═════ EXTRACT PROVIDED
The control regime is now defined by national restricted zones. Defra states that the whole of England is within a bluetongue restricted zone, and its zone map remains the reference point for checking the formal position of holdings. The practical effect is that susceptible animals can move within England without a specific bluetongue licence or pre-movement test. Wales is operating under a parallel all-Wales restricted zone introduced from 00:01 on 10 November 2025. According to Welsh Government guidance, livestock can now move between England and Wales without bluetongue vaccination or other mitigation measures that previously applied. For many keepers, that removes one layer of friction for routine livestock movements across the border.

The main legal constraint now sits around reproductive material. In England, Defra requires a specific licence for the freezing of semen, ova and embryos anywhere in the restricted zone, and donor testing is mandatory. The department also states that keepers are responsible for the cost of sampling, postage and laboratory testing. The Welsh position is similar on germinal products. Welsh Government guidance keeps testing requirements in place before freezing and marketing, on the basis that this provides quality assurance and reduces the risk of longer-term transmission. For breeders, breeding companies and veterinary advisers, the distinction between live animal movements and germinal material is therefore one of the most important compliance points in the current system.
══════════
THINGS TO DO
**1.** According to the bluetongue text, when did the all-Wales restricted zone take effect?
**2.** Continue the text on bluetongue controls from the end of its last paragraph.
═════ EXTRACTED ENTRIES
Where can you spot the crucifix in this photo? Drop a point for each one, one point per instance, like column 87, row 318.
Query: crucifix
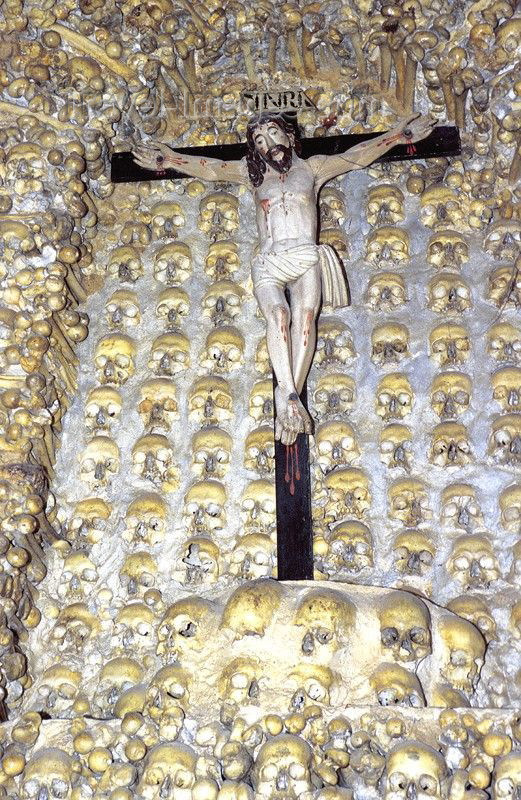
column 292, row 274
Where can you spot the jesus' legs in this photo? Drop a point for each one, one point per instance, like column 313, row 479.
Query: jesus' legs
column 305, row 294
column 291, row 416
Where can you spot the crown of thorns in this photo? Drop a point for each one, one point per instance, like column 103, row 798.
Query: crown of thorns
column 254, row 160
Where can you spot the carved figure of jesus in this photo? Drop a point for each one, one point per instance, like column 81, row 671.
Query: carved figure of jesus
column 285, row 188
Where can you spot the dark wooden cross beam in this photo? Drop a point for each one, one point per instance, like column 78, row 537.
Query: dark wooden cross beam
column 292, row 473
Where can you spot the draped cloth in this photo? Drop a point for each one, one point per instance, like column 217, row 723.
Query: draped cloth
column 285, row 267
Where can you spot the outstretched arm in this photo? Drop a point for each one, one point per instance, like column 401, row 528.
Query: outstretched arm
column 361, row 155
column 158, row 156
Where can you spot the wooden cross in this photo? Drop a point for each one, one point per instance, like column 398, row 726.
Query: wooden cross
column 292, row 472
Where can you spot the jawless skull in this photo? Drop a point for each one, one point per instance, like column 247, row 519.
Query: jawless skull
column 450, row 394
column 413, row 553
column 394, row 396
column 386, row 291
column 405, row 627
column 396, row 446
column 334, row 395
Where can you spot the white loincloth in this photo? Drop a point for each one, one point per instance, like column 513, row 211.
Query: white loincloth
column 279, row 269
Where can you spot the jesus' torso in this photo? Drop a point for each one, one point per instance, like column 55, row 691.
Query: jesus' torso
column 286, row 205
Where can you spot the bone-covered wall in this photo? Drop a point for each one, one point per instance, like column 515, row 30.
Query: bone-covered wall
column 146, row 651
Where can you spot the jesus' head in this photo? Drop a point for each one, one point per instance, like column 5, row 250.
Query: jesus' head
column 271, row 139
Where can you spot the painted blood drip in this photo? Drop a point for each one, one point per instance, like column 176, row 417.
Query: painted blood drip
column 293, row 475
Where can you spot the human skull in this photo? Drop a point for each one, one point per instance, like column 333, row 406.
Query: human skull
column 386, row 291
column 204, row 507
column 259, row 451
column 462, row 652
column 89, row 521
column 387, row 246
column 58, row 688
column 153, row 460
column 405, row 627
column 504, row 342
column 146, row 520
column 347, row 494
column 460, row 508
column 102, row 409
column 507, row 776
column 334, row 342
column 114, row 359
column 211, row 448
column 310, row 684
column 328, row 619
column 222, row 261
column 413, row 552
column 505, row 287
column 334, row 395
column 167, row 699
column 510, row 505
column 450, row 445
column 450, row 344
column 158, row 407
column 173, row 263
column 99, row 462
column 337, row 239
column 447, row 250
column 394, row 396
column 441, row 206
column 385, row 205
column 199, row 562
column 115, row 677
column 505, row 439
column 123, row 309
column 224, row 350
column 167, row 766
column 415, row 770
column 261, row 401
column 395, row 447
column 210, row 401
column 138, row 573
column 332, row 207
column 350, row 549
column 48, row 773
column 450, row 394
column 390, row 343
column 74, row 628
column 250, row 609
column 253, row 557
column 186, row 628
column 258, row 506
column 77, row 576
column 449, row 294
column 134, row 629
column 408, row 502
column 475, row 610
column 170, row 354
column 506, row 383
column 473, row 562
column 282, row 769
column 222, row 302
column 166, row 219
column 218, row 215
column 336, row 445
column 239, row 681
column 172, row 307
column 125, row 264
column 396, row 686
column 503, row 241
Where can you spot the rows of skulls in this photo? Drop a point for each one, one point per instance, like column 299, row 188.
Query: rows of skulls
column 164, row 483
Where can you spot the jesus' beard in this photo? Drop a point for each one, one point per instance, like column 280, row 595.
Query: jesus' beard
column 282, row 164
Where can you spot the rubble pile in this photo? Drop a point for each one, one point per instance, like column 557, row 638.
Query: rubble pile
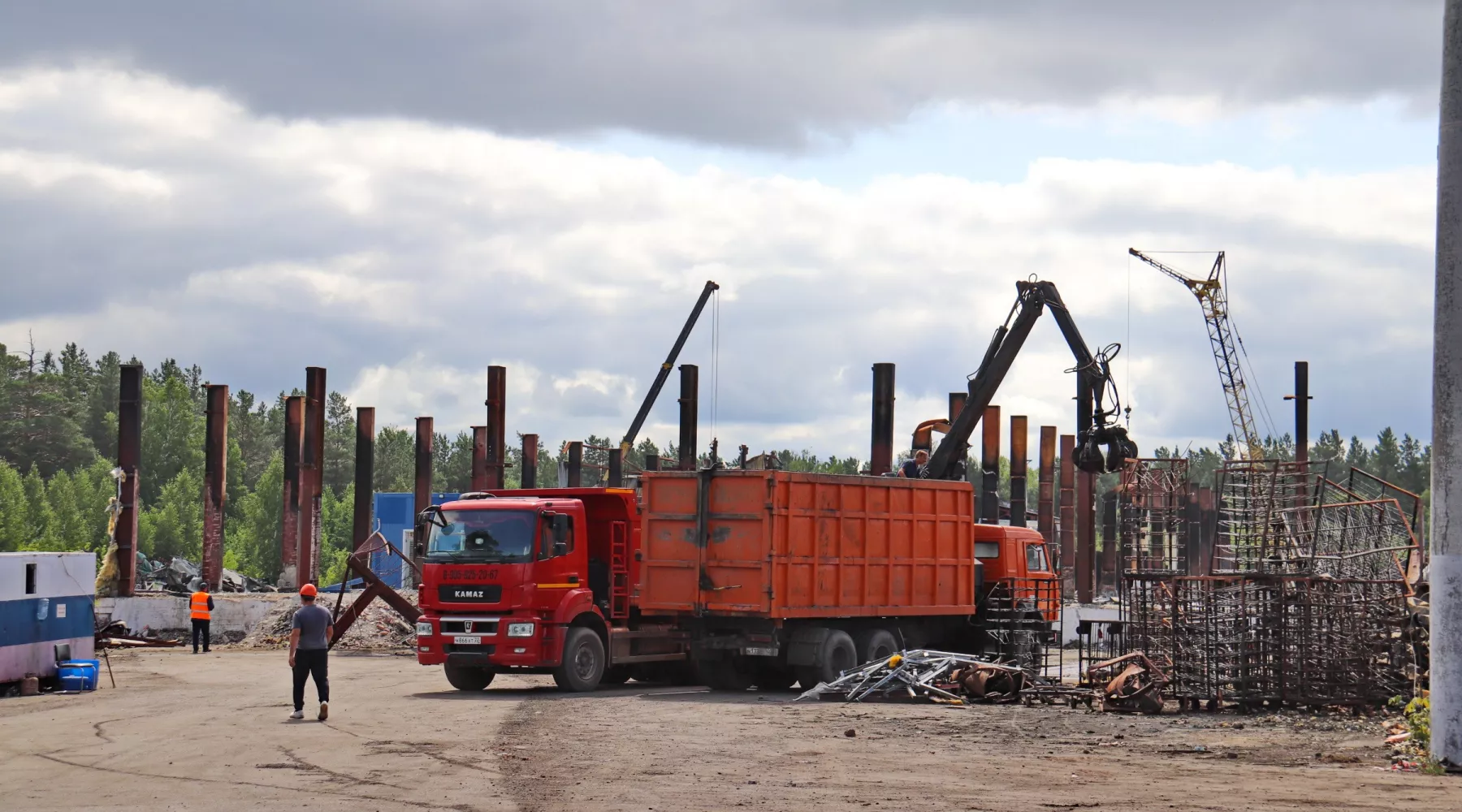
column 379, row 628
column 941, row 676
══════════
ANSWERS TO THE TASKS
**1.** From 00:01 on 10 November 2025.

**2.**
Defra's movement guidance sits alongside wider traceability and trade rules rather than replacing them. Keepers are directed to separate guidance on movements within the restricted zone, general licences for certain movements from the restricted zone to Scotland or Wales, restrictions on germinal products, and DAERA arrangements for some animal movements from Northern Ireland to Great Britain. The same page set also points traders to the rules on imports, exports and EU trade in animals and animal products. Identification and record-keeping duties remain in force underneath those disease controls. Defra links keepers to the standard rules for cattle, sheep, goats and deer, and advises anyone keeping camelids, including llamas and alpacas, to contact the Animal and Plant Health Agency if they are unsure of the position. In practice, bluetongue controls now operate as an additional compliance layer on top of ordinary livestock movement law.

Defra has published separate guidance on BTV-3 vaccination and on slowing the spread of bluetongue through biosecurity and husbandry measures. The department's standing message remains that keepers should stay alert to signs of disease and report suspicion promptly. Supporting material has also been built into the response. Defra provides recorded webinars, leaflets, videos and posters for the sector, giving farmers and advisers a common reference point on symptom recognition, movement decisions and the circumstances in which testing or licensing rules still apply. That is a sign of a response being managed through routine administration as much as through outbreak announcements.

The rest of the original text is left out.